--- start of DATA FOR THE TASK ---
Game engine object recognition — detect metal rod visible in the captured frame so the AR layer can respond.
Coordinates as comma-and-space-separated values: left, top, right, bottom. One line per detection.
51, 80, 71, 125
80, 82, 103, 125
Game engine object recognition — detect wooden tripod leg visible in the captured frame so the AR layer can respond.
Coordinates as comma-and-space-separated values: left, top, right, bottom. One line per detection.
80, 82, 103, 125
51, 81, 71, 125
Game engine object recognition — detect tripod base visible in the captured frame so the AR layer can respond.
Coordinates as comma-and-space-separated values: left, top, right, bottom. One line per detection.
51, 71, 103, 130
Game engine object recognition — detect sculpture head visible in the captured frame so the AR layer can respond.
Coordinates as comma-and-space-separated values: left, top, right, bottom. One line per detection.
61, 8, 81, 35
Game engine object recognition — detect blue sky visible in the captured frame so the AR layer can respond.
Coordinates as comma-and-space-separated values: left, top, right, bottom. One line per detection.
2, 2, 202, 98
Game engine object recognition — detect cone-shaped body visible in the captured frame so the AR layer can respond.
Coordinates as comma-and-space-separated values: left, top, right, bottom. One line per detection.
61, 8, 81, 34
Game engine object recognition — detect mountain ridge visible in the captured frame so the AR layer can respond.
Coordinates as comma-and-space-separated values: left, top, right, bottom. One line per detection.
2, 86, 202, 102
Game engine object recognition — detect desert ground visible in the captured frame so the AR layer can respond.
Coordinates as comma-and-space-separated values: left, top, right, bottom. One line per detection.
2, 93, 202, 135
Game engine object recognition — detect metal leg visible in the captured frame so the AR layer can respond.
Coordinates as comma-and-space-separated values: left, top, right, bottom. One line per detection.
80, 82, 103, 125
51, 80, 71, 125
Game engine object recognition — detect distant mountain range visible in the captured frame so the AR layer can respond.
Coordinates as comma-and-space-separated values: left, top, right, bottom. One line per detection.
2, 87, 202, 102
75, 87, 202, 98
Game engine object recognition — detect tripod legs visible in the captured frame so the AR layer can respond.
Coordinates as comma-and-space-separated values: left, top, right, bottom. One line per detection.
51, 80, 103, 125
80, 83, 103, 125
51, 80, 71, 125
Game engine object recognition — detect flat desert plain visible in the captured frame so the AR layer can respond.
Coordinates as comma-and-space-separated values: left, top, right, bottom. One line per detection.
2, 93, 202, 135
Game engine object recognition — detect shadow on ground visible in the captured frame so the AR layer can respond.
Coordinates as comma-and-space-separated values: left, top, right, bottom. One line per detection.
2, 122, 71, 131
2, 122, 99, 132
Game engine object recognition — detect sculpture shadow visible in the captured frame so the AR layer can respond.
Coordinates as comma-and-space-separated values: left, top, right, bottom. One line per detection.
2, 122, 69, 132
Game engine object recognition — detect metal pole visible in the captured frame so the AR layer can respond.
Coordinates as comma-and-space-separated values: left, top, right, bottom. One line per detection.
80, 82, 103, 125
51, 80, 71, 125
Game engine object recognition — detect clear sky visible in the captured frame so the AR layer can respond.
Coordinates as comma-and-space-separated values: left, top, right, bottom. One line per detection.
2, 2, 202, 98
--- end of DATA FOR THE TASK ---
BRIEF –
Render every line of the records above as a Markdown table with two columns, Row for the row number and Text for the line, and leave out any blank lines.

FINAL RESULT –
| Row | Text |
|---|---|
| 1 | Game engine object recognition — detect metal rod visible in the captured frame so the AR layer can respond. |
| 2 | Coordinates as comma-and-space-separated values: left, top, right, bottom. One line per detection. |
| 3 | 51, 80, 71, 125 |
| 4 | 80, 82, 103, 125 |
| 5 | Game engine object recognition — detect wooden tripod leg visible in the captured frame so the AR layer can respond. |
| 6 | Coordinates as comma-and-space-separated values: left, top, right, bottom. One line per detection. |
| 7 | 80, 82, 103, 125 |
| 8 | 51, 81, 71, 125 |
| 9 | Game engine object recognition — detect tripod base visible in the captured frame so the AR layer can respond. |
| 10 | Coordinates as comma-and-space-separated values: left, top, right, bottom. One line per detection. |
| 11 | 51, 71, 103, 130 |
| 12 | Game engine object recognition — detect sculpture head visible in the captured frame so the AR layer can respond. |
| 13 | Coordinates as comma-and-space-separated values: left, top, right, bottom. One line per detection. |
| 14 | 61, 8, 81, 35 |
| 15 | Game engine object recognition — detect blue sky visible in the captured frame so the AR layer can respond. |
| 16 | Coordinates as comma-and-space-separated values: left, top, right, bottom. One line per detection. |
| 17 | 2, 2, 202, 98 |
| 18 | Game engine object recognition — detect cone-shaped body visible in the captured frame so the AR layer can respond. |
| 19 | Coordinates as comma-and-space-separated values: left, top, right, bottom. One line per detection. |
| 20 | 61, 8, 81, 34 |
| 21 | Game engine object recognition — detect mountain ridge visible in the captured frame so the AR layer can respond. |
| 22 | Coordinates as comma-and-space-separated values: left, top, right, bottom. One line per detection. |
| 23 | 2, 86, 202, 102 |
| 24 | Game engine object recognition — detect desert ground visible in the captured frame so the AR layer can respond. |
| 25 | Coordinates as comma-and-space-separated values: left, top, right, bottom. One line per detection. |
| 26 | 2, 93, 202, 135 |
| 27 | Game engine object recognition — detect metal leg visible in the captured frame so the AR layer can respond. |
| 28 | Coordinates as comma-and-space-separated values: left, top, right, bottom. One line per detection. |
| 29 | 80, 82, 103, 125 |
| 30 | 51, 80, 71, 125 |
| 31 | Game engine object recognition — detect distant mountain range visible in the captured frame so the AR layer can respond. |
| 32 | Coordinates as comma-and-space-separated values: left, top, right, bottom. One line per detection. |
| 33 | 2, 87, 202, 102 |
| 34 | 75, 87, 202, 98 |
| 35 | Game engine object recognition — detect tripod legs visible in the captured frame so the AR layer can respond. |
| 36 | Coordinates as comma-and-space-separated values: left, top, right, bottom. One line per detection. |
| 37 | 51, 80, 103, 125 |
| 38 | 80, 83, 103, 125 |
| 39 | 51, 80, 71, 125 |
| 40 | Game engine object recognition — detect flat desert plain visible in the captured frame so the AR layer can respond. |
| 41 | Coordinates as comma-and-space-separated values: left, top, right, bottom. One line per detection. |
| 42 | 2, 93, 202, 135 |
| 43 | Game engine object recognition — detect shadow on ground visible in the captured frame so the AR layer can respond. |
| 44 | Coordinates as comma-and-space-separated values: left, top, right, bottom. One line per detection. |
| 45 | 2, 122, 71, 131 |
| 46 | 2, 122, 99, 132 |
| 47 | Game engine object recognition — detect sculpture shadow visible in the captured frame so the AR layer can respond. |
| 48 | Coordinates as comma-and-space-separated values: left, top, right, bottom. One line per detection. |
| 49 | 2, 122, 69, 132 |
| 50 | Game engine object recognition — detect metal pole visible in the captured frame so the AR layer can respond. |
| 51 | Coordinates as comma-and-space-separated values: left, top, right, bottom. One line per detection. |
| 52 | 80, 82, 103, 125 |
| 53 | 51, 80, 71, 125 |
| 54 | Game engine object recognition — detect clear sky visible in the captured frame so the AR layer can respond. |
| 55 | Coordinates as comma-and-space-separated values: left, top, right, bottom. One line per detection. |
| 56 | 2, 2, 202, 98 |